(Part of a data file)
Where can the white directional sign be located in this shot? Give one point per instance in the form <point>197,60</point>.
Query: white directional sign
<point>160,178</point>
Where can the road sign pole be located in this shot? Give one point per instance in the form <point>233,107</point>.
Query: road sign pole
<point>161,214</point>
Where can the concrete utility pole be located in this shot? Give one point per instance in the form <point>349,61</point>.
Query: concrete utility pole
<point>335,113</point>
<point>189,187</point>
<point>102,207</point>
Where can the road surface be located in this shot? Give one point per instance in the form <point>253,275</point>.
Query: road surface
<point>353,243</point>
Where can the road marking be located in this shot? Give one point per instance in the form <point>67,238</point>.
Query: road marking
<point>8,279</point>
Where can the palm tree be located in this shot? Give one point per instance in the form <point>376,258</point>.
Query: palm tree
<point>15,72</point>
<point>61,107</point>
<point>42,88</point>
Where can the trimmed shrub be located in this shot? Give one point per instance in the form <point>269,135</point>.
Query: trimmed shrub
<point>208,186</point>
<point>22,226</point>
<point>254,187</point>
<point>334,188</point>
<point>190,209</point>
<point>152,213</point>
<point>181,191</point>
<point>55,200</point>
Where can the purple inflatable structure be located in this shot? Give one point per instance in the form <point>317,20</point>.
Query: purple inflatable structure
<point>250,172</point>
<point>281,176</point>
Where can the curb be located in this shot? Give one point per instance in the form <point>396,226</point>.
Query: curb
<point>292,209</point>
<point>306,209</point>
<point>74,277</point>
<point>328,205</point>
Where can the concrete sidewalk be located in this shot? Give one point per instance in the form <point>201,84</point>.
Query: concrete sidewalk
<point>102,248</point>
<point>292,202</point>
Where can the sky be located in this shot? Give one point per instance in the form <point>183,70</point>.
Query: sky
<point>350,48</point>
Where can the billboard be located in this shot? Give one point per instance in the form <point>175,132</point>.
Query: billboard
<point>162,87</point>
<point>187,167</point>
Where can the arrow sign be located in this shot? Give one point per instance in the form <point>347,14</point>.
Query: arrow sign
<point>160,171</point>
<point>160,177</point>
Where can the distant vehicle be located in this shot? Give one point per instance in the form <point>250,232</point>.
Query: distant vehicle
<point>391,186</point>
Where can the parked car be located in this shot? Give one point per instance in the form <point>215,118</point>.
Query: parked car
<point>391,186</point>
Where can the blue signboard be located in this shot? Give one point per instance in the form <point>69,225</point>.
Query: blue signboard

• **WORK TO COMPLETE**
Render all of the material above as a JSON array of strings, one string per line, omitting any blank lines.

• **CORRECT RESULT**
[
  "Where can the white directional sign be located in this shot? Give one point per instance in the form <point>197,60</point>.",
  "Query: white directional sign",
  "<point>160,178</point>",
  "Where can the road sign pole be located in this shot? Give one point per instance in the form <point>233,107</point>.",
  "Query: road sign pole",
  "<point>161,214</point>",
  "Where can the concrete utility pole be located in this shot? Give one point per instance in the form <point>349,61</point>.",
  "Query: concrete utility pole",
  "<point>335,113</point>",
  "<point>189,187</point>",
  "<point>102,207</point>",
  "Where can the road surface be located in this shot? Give one point per instance in the form <point>253,275</point>.",
  "Query: road surface",
  "<point>353,243</point>",
  "Where can the road marking be located in this shot? Give one point per instance in the form <point>67,238</point>.",
  "Query: road marking",
  "<point>8,279</point>",
  "Where can the palm tree be located in this shot? Give one point per instance in the form <point>376,258</point>.",
  "Query: palm tree",
  "<point>15,72</point>",
  "<point>61,107</point>",
  "<point>42,88</point>",
  "Where can the trimmed shrub be located in this shot? Give one point per instance in the form <point>269,135</point>.",
  "Query: trimmed shrub",
  "<point>208,186</point>",
  "<point>22,226</point>",
  "<point>254,187</point>",
  "<point>334,188</point>",
  "<point>190,209</point>",
  "<point>152,213</point>",
  "<point>181,191</point>",
  "<point>55,200</point>",
  "Where can the purple inflatable structure be located in this shot? Give one point per instance in the form <point>317,20</point>.",
  "Query: purple inflatable structure",
  "<point>250,172</point>",
  "<point>281,176</point>",
  "Where can the curb be located in this shot? Give one point per instance in the form <point>396,226</point>.",
  "Query: curb",
  "<point>292,209</point>",
  "<point>306,209</point>",
  "<point>74,277</point>",
  "<point>328,205</point>",
  "Where can the concrete sidewalk be located in this shot? Give one point per instance in the form <point>201,84</point>.",
  "Query: concrete sidewalk",
  "<point>102,248</point>",
  "<point>292,202</point>",
  "Where can the sky be located in this shot? Give one point per instance in the form <point>183,70</point>.",
  "Query: sky",
  "<point>350,48</point>",
  "Where can the billboard be located in this shot? Give one point per instance in the form <point>175,132</point>.",
  "Query: billboard",
  "<point>162,87</point>",
  "<point>187,167</point>",
  "Where can the arrow sign be located in this shot? Give one point per instance in the form <point>347,14</point>.",
  "Query: arrow sign",
  "<point>160,171</point>",
  "<point>160,177</point>",
  "Where can the distant vehicle be located in this shot? Give one point per instance in the form <point>250,232</point>.",
  "Query: distant vehicle",
  "<point>391,186</point>",
  "Where can the parked car be located in this shot? Give one point per instance in the form <point>215,118</point>.",
  "Query: parked car",
  "<point>391,186</point>",
  "Where can the blue signboard be located in this shot? Give one point per instance in the form <point>69,225</point>.",
  "Query: blue signboard"
]